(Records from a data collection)

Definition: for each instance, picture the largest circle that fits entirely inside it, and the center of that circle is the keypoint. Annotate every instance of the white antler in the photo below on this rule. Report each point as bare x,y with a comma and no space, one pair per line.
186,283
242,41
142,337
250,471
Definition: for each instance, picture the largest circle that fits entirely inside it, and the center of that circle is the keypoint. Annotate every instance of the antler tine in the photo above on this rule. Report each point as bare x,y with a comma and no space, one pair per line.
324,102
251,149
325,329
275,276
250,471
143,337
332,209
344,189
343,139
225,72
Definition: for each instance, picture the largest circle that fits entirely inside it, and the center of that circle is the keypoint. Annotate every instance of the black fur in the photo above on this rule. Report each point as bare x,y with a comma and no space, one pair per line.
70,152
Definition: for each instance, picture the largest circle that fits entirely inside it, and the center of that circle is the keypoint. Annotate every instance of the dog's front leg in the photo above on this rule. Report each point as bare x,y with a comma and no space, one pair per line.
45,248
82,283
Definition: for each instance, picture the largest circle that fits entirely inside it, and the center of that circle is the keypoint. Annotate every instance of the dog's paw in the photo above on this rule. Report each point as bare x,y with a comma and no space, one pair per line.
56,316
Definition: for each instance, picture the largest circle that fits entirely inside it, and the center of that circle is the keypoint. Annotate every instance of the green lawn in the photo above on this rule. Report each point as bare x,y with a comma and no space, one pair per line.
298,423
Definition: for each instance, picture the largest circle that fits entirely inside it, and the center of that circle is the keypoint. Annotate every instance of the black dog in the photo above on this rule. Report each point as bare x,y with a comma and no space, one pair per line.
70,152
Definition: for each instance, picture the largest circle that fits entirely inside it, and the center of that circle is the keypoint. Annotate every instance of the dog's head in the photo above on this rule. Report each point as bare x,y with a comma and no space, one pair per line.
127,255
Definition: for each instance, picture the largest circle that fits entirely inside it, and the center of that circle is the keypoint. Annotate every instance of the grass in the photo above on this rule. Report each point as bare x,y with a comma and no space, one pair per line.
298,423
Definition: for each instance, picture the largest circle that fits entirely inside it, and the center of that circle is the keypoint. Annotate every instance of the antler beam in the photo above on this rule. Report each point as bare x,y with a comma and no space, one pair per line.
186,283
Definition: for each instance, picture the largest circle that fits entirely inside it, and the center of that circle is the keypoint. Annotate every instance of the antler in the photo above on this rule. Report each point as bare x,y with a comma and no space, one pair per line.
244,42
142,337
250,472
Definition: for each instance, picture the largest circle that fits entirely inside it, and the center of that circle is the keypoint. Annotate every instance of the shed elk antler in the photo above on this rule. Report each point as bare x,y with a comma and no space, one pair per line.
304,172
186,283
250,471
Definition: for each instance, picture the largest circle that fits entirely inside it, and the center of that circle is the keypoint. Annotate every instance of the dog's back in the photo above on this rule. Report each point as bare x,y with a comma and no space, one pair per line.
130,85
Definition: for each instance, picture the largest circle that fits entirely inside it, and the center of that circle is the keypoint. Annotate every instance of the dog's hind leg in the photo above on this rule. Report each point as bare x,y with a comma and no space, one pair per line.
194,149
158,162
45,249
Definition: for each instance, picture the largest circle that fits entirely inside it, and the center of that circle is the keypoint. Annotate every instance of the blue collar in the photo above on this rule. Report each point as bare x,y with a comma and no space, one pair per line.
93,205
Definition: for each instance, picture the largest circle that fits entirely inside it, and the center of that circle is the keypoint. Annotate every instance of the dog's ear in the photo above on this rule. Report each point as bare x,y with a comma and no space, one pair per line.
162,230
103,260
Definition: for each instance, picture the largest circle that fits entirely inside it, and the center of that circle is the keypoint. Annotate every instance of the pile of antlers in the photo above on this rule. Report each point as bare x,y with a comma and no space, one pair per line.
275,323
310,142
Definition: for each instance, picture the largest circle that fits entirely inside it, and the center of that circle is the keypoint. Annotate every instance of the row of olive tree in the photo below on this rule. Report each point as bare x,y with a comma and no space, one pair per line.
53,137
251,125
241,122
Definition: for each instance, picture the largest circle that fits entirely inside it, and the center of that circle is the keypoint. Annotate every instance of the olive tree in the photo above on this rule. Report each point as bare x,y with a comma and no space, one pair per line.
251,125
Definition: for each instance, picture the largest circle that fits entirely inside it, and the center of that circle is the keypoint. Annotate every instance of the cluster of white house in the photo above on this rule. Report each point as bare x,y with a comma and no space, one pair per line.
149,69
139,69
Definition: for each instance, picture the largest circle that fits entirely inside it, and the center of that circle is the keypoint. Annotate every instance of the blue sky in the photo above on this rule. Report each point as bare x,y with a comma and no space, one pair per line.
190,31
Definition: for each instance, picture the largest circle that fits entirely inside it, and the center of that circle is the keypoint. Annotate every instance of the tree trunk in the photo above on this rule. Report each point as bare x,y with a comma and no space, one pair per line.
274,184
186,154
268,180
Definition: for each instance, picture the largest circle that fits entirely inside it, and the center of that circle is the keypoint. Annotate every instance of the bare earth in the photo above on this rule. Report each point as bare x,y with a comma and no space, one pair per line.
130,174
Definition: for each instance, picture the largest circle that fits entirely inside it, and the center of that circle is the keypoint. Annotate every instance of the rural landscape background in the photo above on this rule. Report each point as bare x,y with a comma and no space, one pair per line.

● Given problem
Please repeat the lines of the records, starting with the line that contains "of the olive" and going on through the last line of the records, both ends included.

● The completed task
Definition: for each instance, picture the largest circle that fits entirely inside it, and the center of that circle is the keypoint. Annotate every instance of the olive tree in the photo above on this rule. Report each point as bare x,y with a comma and no space, one pair per line.
251,125
Definition: for each instance, picture the largest circle that fits entirely inside it, and the center of that circle is the keypoint. Annotate every instance of the cluster of white house in the photo above on this rule. Report each point as bare x,y with a comma and no space, one pair per line.
149,69
139,69
Definition: for each instance, picture the largest circle that fits entirely inside it, and the center of that circle is the keypoint. Annotate every instance of the blue sky in the photo above on this rule. Report each point as bare x,y with a comma and no space, one pair per line.
190,31
Definition: for each instance, picture the largest circle that fits entirely inside it, and the center of that circle is the keypoint. Annotate every instance of the tree trunk in the photo above on this rule. Report each point as bare x,y with a comma and no space, one pair per line.
274,184
186,154
268,180
Definition: for each instance, picture the largest circle that fits entirely inside it, and the center of that circle is the keypoint. Annotate every instance of the bare earth in the photo above on this rule. Report each point as bare x,y with a comma and no space, one pair per line.
130,174
Definition: for each instance, picture the largest circle that fits entirely inside it, and the center of that circle is the keypoint. Annotate every instance of the rural landscape background in the photo above on this rule. Report each point as bare x,y with a comma and no space, one pair per line.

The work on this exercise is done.